#### QUOTED TEXT:
It’s the most fun an Indian comedy has had in a while.

This in itself is a joyful premise for an eight-episode series, elevated by sharp writing that doesn’t skimp on either ambition or fun and is gift-wrapped with a glorious lead turn by the in-form Devaiah. The actor plays Nakul – a man who disappoints himself more than the world can disappoint him – with a passivity that makes him endlessly watchable. But what makes Afsos, a supremely original endeavour is how its narrative thrives on a constant element of surprise. It remains a thrilling overreach, even when the newer directions the latter episodes take don’t add up as seamlessly as the initial ones.

There’s also so much more to Afsos than just Nakul and Upadhyay. Soon, they make up just a fraction of the show’s proceedings. In a matter of episodes, Afsos diverts into an immortality angle that rides on the country’s devotion toward godmen and a Russian tourist and scientist scam that borders on the ludicrous. They’re accompanied by a troupe of well-meaning cops who make for easy supporting acts and nosy journalists allergic to fact-checks who boast of the worst depiction of the profession since Sonakshi Sinha’s outing in Noor. (In a show that otherwise boasts of a terrific ensemble, Dhruv Sehgal’s cameo as the magazine editor is a test of patience).

#### EXERCISE INSTRUCTIONS:
**A.** Answer these questions using the review of Afsos:
(i) How many episodes does the series have?
(ii) Which character does Devaiah play?
(iii) Whose cameo as the magazine editor does the review call a test of patience?
**B.** Continue the review of Afsos, picking up right after its final sentence.

Rows from a dataset:

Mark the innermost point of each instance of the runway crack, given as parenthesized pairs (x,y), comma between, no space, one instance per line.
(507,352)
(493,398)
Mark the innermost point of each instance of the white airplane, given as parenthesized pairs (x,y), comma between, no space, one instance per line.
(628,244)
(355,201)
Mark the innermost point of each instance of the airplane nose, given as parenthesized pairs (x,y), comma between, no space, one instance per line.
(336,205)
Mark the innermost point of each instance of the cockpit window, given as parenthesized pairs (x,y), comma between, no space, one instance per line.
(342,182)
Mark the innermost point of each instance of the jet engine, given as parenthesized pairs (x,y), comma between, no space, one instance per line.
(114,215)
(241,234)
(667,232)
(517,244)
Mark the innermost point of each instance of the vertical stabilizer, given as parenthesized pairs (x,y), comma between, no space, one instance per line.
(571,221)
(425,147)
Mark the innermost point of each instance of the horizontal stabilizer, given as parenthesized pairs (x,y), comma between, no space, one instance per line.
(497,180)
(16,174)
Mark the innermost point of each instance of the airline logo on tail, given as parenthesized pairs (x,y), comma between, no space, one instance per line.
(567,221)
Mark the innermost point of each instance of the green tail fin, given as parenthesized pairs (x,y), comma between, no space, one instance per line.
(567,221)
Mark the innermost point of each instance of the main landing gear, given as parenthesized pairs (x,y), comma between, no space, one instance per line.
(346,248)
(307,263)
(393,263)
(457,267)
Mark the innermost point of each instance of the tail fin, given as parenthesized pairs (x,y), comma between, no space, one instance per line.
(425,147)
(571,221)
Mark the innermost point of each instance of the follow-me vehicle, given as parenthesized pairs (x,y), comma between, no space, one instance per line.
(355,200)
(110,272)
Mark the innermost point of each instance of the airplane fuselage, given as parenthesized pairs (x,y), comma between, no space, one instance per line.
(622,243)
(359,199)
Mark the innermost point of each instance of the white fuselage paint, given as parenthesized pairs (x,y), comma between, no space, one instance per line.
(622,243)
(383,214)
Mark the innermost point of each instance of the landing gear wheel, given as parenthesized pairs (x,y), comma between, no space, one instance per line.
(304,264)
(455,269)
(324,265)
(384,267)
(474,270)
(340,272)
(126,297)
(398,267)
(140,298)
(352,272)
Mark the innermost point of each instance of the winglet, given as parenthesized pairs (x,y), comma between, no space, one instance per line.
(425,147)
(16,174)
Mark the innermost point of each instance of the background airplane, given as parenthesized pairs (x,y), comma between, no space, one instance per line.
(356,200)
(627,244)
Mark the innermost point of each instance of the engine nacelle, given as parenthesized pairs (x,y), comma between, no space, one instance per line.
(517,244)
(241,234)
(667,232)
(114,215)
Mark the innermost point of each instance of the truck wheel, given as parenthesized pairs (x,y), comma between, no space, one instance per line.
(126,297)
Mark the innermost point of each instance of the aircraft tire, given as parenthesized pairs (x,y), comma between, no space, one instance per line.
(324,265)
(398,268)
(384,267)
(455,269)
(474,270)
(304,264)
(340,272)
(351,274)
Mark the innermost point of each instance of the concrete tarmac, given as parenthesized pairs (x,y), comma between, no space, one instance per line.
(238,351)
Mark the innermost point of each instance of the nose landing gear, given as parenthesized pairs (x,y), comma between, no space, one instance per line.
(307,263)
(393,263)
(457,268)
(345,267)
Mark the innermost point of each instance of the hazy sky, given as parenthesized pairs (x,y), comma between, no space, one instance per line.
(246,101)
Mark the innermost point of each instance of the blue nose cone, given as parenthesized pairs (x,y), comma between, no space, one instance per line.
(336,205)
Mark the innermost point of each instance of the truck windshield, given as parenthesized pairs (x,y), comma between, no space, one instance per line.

#### RESPONSES IN ORDER:
**A.**
(i) Eight.
(ii) Nakul.
(iii) Dhruv Sehgal's.

**B.**
There are times when Afsos feels needlessly stuffed and over-the-top and yet there’s rarely a moment when it isn’t deliciously entertaining. A plot-twist in the penultimate episode for instance, had me marvelling at the narrative pluck. Then there’s the deftness with which the writers employ dry humour to bridge the gap between the show as a social satire and an existential comedy, that has an almost irresistible appeal. A sub-plot about daily wage labourers literally hanging between life and death intersects seamlessly with the lives of people still figuring out whether death could rescue them from the lives they lead. But most of all, the show’s rumination on the business and the privilege of death, that flits between bleakness and irreverence, equips Afsos with a novelty that’s hard to imitate.

In the current eco-system of Indian streaming shows that are distinguishable by how easily they play by safe beats and worn-out tropes, it’s rare to witness creators make a comedy that is informed by its wickedness. It’s even rarer to set that comedy in a homegrown universe that pokes fun at the double standards of middle-class anxieties – death, religion, millennial indecisiveness and existentialism – in a way that is immediately recognisable. Afsos manages to do both. It’s the most fun an Indian comedy series has had in a while. It’s certainly the most fun I’ve had watching an Indian comedy series that understands what it takes to create one.